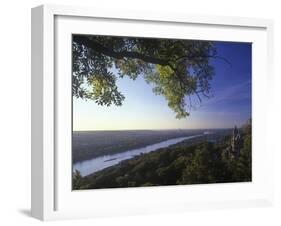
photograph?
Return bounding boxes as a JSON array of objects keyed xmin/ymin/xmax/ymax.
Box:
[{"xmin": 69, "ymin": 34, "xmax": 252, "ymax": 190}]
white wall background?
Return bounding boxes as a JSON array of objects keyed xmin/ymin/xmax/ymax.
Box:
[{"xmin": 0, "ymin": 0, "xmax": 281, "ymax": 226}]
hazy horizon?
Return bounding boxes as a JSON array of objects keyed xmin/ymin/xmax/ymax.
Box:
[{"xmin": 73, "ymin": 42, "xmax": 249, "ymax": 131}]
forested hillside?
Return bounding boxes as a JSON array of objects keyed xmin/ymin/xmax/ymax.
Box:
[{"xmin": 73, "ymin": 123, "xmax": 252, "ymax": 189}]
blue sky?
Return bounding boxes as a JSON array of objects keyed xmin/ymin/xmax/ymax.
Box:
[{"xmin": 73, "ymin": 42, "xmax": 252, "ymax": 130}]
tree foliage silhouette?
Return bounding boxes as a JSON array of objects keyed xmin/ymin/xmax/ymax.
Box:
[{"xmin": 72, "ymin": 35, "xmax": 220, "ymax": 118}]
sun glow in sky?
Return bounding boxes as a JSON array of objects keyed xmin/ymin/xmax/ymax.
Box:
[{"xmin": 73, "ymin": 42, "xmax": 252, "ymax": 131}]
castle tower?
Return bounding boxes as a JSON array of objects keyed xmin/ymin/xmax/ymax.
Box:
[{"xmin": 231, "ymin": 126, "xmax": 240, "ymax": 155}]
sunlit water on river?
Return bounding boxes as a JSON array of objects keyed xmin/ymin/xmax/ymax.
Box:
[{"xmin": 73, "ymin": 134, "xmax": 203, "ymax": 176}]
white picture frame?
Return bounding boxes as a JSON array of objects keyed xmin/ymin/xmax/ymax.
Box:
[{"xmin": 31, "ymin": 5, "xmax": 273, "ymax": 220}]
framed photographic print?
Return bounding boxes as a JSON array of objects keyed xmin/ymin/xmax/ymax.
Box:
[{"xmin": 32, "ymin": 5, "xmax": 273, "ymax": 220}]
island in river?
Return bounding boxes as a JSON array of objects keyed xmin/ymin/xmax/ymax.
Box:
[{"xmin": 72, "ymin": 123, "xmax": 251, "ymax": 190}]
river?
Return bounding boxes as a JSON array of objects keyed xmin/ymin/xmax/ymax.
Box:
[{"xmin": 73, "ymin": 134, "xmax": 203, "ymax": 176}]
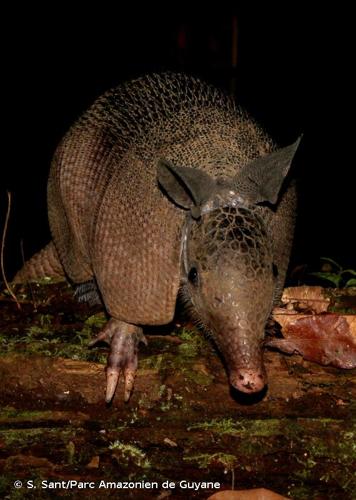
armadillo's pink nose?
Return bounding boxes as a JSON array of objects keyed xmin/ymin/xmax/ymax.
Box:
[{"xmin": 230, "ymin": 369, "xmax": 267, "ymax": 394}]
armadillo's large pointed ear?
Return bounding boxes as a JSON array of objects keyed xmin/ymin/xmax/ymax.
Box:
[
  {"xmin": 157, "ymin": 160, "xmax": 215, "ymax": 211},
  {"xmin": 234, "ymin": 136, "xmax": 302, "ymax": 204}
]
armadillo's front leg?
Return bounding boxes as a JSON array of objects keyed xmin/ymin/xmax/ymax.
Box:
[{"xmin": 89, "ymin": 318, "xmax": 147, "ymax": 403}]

==

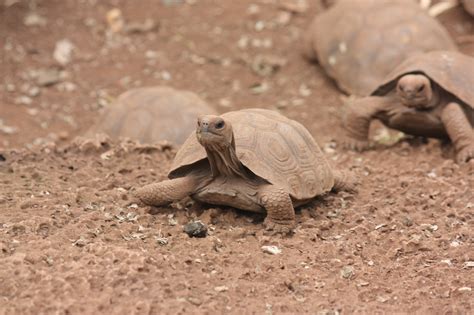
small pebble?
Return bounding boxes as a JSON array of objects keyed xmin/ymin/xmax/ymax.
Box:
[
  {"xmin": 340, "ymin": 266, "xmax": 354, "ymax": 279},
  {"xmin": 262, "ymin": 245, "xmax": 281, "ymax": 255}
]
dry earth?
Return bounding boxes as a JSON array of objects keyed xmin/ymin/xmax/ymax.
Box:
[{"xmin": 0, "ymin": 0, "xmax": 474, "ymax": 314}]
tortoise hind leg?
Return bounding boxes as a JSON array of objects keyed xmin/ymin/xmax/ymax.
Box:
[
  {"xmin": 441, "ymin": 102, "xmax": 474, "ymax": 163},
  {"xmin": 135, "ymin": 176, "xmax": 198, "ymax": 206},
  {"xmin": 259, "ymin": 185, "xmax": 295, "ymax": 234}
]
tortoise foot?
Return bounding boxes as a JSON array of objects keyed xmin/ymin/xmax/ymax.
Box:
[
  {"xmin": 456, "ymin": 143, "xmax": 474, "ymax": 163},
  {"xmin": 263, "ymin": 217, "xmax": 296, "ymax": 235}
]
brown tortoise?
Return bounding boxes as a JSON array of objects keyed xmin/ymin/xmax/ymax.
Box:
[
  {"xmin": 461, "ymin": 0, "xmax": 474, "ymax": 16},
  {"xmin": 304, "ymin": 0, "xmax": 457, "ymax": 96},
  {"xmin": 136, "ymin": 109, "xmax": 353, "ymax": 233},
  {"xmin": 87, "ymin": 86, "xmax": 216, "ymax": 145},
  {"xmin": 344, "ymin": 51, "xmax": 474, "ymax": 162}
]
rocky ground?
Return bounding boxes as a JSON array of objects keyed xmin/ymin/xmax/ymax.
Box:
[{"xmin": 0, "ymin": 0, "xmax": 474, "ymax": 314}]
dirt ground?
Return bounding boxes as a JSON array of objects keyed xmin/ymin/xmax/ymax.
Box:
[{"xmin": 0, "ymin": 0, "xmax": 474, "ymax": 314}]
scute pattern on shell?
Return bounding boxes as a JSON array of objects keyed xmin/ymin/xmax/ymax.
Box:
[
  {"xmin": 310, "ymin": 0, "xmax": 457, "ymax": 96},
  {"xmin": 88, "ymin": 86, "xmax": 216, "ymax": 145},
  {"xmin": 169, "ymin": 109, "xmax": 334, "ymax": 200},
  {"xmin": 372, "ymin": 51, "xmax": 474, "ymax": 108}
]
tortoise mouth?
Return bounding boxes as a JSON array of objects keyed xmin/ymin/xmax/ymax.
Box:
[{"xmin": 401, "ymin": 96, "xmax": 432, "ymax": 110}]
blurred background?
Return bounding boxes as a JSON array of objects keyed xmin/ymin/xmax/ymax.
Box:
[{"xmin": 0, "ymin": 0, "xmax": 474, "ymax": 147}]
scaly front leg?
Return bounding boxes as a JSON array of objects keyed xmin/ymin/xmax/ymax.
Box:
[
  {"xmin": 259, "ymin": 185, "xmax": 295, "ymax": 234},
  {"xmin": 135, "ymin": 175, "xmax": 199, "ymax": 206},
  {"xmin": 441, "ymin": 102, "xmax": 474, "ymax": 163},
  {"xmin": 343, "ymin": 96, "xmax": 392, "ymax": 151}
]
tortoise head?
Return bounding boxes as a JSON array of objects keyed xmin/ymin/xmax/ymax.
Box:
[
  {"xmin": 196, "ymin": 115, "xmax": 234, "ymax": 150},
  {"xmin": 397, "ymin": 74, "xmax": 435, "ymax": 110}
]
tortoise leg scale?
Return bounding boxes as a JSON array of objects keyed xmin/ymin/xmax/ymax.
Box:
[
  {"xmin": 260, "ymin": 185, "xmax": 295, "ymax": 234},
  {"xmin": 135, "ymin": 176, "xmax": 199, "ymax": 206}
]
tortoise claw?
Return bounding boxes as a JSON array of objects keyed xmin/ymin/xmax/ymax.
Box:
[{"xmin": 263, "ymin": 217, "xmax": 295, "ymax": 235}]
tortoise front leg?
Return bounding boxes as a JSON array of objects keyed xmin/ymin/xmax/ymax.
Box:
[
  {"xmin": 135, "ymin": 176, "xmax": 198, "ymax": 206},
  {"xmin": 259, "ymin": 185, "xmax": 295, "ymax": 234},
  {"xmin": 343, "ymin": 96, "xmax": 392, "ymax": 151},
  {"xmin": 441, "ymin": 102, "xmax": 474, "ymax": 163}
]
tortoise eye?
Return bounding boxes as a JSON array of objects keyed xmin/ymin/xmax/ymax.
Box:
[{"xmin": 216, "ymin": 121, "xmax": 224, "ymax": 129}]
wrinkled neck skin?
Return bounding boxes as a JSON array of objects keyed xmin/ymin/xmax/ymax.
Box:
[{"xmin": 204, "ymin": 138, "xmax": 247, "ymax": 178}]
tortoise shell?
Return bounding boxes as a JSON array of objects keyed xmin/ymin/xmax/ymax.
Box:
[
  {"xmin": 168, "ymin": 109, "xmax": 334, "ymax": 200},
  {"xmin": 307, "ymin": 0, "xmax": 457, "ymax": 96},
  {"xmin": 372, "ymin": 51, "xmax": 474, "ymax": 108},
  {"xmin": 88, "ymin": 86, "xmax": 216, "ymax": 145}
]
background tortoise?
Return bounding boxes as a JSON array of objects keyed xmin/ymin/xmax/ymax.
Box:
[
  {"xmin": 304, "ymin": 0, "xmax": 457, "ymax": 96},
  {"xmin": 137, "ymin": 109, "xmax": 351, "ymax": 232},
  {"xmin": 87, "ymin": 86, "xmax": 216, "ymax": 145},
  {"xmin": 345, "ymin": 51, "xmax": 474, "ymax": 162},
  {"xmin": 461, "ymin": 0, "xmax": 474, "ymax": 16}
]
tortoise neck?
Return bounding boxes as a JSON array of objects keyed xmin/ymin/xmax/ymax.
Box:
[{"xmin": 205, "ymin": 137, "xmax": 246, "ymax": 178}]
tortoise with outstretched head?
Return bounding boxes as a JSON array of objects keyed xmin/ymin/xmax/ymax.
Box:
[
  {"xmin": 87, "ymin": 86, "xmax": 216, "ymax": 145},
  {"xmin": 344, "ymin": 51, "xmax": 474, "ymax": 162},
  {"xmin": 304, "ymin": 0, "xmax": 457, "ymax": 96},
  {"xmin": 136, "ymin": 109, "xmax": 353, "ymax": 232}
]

_Exercise details_. Report each line above that contains the string "river".

_The solution_.
sunlit water on river?
island in river?
river?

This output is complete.